TEXT UNDER STUDY:

+-------+

Endometriosis: Is It a Quality of Life Emergency?

Do you suffer from endometriosis?

The roadmap to happiness.

Inherent in the term, “quality of life,” is the concept of satisfaction with life, encompassing health, comfort, and happiness, which is really a roadmap of sorts:

Health → Comfort → Happiness.

Endometriosis, or abnormally placed glandular tissue similar to the lining of your womb, having no place to go during a menstrual period, will broadcast misery throughout your abdomen and pelvis each cycle. It will also muck up your chances for fertility. Enclosed along with your organs who are bystanders in the shootout between inflammation and immunological reactions, the outcome is pain. This aberration of HEALTH obliterates COMFORT and thereby removes your HAPPINESS from your quality of life.

Happiness is a subjective emotion, but the severity of endometriosis is not. Yet, it presents a confusing picture when minimal disease creates maximum pain or, alternatively, when extensive disease sometimes presents with minimal complaints. This makes its diagnosis problematic, because diagnosis is via surgery, which is always considered with an eye for risks compared to benefits. This creates unfortunate situation in which endometriosis possibly can be overlooked while it ravages on, a ticking time bomb that jeopardizes your health and, thereby, your comfort and happiness. That is, your quality of life.

But there is another ingredient to consider.

+-------+

EXERCISE A: In the endometriosis text, how is endometriosis diagnosed?
EXERCISE B: Rewrite the passage of the endometriosis text that starts with "Endometriosis, or abnormally" and ends with "from your quality of life.", switching "misery" to "distress".

Collected data:
+-------+

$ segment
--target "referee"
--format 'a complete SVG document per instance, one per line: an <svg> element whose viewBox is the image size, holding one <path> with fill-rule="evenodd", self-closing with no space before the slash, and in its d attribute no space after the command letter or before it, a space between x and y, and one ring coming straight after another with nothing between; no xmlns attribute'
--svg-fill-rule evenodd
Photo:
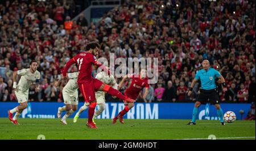
<svg viewBox="0 0 256 151"><path fill-rule="evenodd" d="M198 108L201 104L206 104L208 101L211 105L214 105L218 116L220 118L221 124L221 125L225 125L223 120L223 111L220 105L220 98L217 86L215 84L215 79L219 78L221 79L224 93L227 90L225 79L218 71L213 68L210 68L209 61L204 60L203 61L203 69L199 70L196 73L195 79L189 88L188 96L190 96L195 84L197 80L200 80L201 85L200 90L200 93L198 96L197 101L195 103L192 120L188 123L188 125L196 124L196 117L197 115Z"/></svg>

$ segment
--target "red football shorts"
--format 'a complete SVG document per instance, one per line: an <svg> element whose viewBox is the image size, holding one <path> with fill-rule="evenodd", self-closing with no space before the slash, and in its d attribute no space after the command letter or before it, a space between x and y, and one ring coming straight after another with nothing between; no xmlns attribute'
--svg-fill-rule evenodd
<svg viewBox="0 0 256 151"><path fill-rule="evenodd" d="M102 84L102 81L95 78L93 78L90 81L79 84L79 89L86 102L96 100L95 92L100 89Z"/></svg>

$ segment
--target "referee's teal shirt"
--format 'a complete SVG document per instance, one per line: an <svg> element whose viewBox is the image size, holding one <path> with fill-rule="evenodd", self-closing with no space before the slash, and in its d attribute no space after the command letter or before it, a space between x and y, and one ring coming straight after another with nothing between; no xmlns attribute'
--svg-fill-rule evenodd
<svg viewBox="0 0 256 151"><path fill-rule="evenodd" d="M220 72L213 68L209 68L207 71L204 69L198 71L195 79L196 80L200 80L201 87L203 89L210 90L217 87L215 79L221 76Z"/></svg>

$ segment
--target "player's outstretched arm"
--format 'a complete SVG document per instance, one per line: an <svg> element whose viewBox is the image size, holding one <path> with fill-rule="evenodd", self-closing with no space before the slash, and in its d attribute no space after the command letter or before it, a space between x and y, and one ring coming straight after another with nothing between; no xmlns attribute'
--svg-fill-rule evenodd
<svg viewBox="0 0 256 151"><path fill-rule="evenodd" d="M68 72L68 70L70 68L71 65L76 63L76 60L74 58L72 58L71 59L68 61L65 66L65 67L62 72L62 75L63 76L63 78L67 76L67 73Z"/></svg>
<svg viewBox="0 0 256 151"><path fill-rule="evenodd" d="M123 79L122 79L122 81L119 83L118 89L119 90L122 87L123 87L123 84L125 81L125 80L128 78L128 75L125 75Z"/></svg>
<svg viewBox="0 0 256 151"><path fill-rule="evenodd" d="M192 90L193 88L194 87L195 84L196 84L197 81L197 80L196 79L194 79L194 80L193 80L192 82L191 83L191 85L190 85L190 87L188 88L188 96L190 97L190 95L191 95Z"/></svg>
<svg viewBox="0 0 256 151"><path fill-rule="evenodd" d="M94 64L94 65L96 65L98 67L98 68L100 68L101 70L103 70L103 71L107 73L108 75L110 76L110 71L104 65L103 65L103 64L102 64L101 63L100 63L98 61L96 61Z"/></svg>

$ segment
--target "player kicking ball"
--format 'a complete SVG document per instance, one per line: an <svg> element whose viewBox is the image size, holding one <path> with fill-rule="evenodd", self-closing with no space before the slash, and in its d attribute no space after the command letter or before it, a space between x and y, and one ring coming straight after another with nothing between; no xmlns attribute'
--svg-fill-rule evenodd
<svg viewBox="0 0 256 151"><path fill-rule="evenodd" d="M123 82L127 78L131 78L133 79L131 85L130 87L125 90L125 96L131 98L133 100L136 100L139 95L141 90L143 89L144 87L146 87L145 93L143 96L143 99L146 99L148 93L149 85L147 82L148 79L146 77L146 70L142 69L141 71L140 74L139 75L135 74L127 75L126 75L122 81L120 82L118 85L118 89L122 87ZM122 124L124 123L123 120L123 117L127 113L131 108L134 106L134 102L127 102L124 101L125 103L125 109L119 113L118 115L115 117L113 119L113 123L115 124L117 120L119 119L120 123Z"/></svg>
<svg viewBox="0 0 256 151"><path fill-rule="evenodd" d="M28 89L31 84L36 83L35 91L39 90L40 72L37 71L38 63L36 61L32 61L30 63L29 68L14 71L13 72L13 88L15 90L16 98L20 105L11 110L8 111L9 120L14 124L18 125L18 118L22 114L22 111L27 108L28 100ZM17 75L20 76L20 79L17 85L16 81ZM13 114L15 113L13 118Z"/></svg>
<svg viewBox="0 0 256 151"><path fill-rule="evenodd" d="M78 85L77 84L79 73L77 72L68 74L69 79L68 82L62 90L62 94L65 106L58 108L57 117L61 118L61 113L67 111L67 113L60 119L60 122L64 125L68 124L66 119L68 118L77 109L79 103ZM60 80L55 83L55 86L57 87L61 83L62 80Z"/></svg>
<svg viewBox="0 0 256 151"><path fill-rule="evenodd" d="M109 76L108 75L106 72L102 71L97 74L95 78L100 80L101 81L103 82L105 84L112 86L114 89L117 89L117 87L118 86L118 85L115 82L115 80L113 75L111 75L110 77L109 77ZM98 115L101 115L103 111L105 110L106 101L105 100L104 92L97 91L96 93L95 96L96 97L97 104L99 106L99 109L95 112L94 115L93 117L93 123L94 123L94 124L95 122L94 121L94 119ZM113 96L113 97L114 98L115 97ZM82 112L83 112L88 107L88 105L85 103L84 106L81 106L80 109L79 109L79 111L76 113L76 116L75 116L74 117L74 123L76 123L81 113L82 113Z"/></svg>
<svg viewBox="0 0 256 151"><path fill-rule="evenodd" d="M135 101L127 97L125 97L120 92L100 80L92 76L92 65L96 65L105 72L110 75L110 71L105 66L97 61L96 57L100 50L100 45L95 42L87 44L85 51L77 54L70 59L65 66L62 73L63 77L67 76L68 70L74 63L77 63L79 72L77 83L79 89L86 103L89 103L88 109L88 119L86 123L90 128L97 128L93 122L92 119L94 114L95 107L97 105L95 92L105 91L112 96L114 96L127 102L134 102Z"/></svg>

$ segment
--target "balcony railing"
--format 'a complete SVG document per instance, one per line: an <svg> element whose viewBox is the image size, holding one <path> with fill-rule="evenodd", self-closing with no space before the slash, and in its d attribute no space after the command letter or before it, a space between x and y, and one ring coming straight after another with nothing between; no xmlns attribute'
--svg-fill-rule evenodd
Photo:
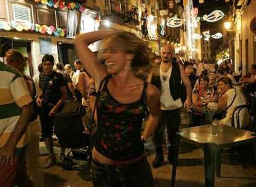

+-------+

RESPONSE BOX A: It is diagnosed via surgery.

RESPONSE BOX B:
Endometriosis, or abnormally placed glandular tissue similar to the lining of your womb, having no place to go during a menstrual period, will broadcast distress throughout your abdomen and pelvis each cycle. It will also muck up your chances for fertility. Enclosed along with your organs who are bystanders in the shootout between inflammation and immunological reactions, the outcome is pain. This aberration of HEALTH obliterates COMFORT and thereby removes your HAPPINESS from your quality of life.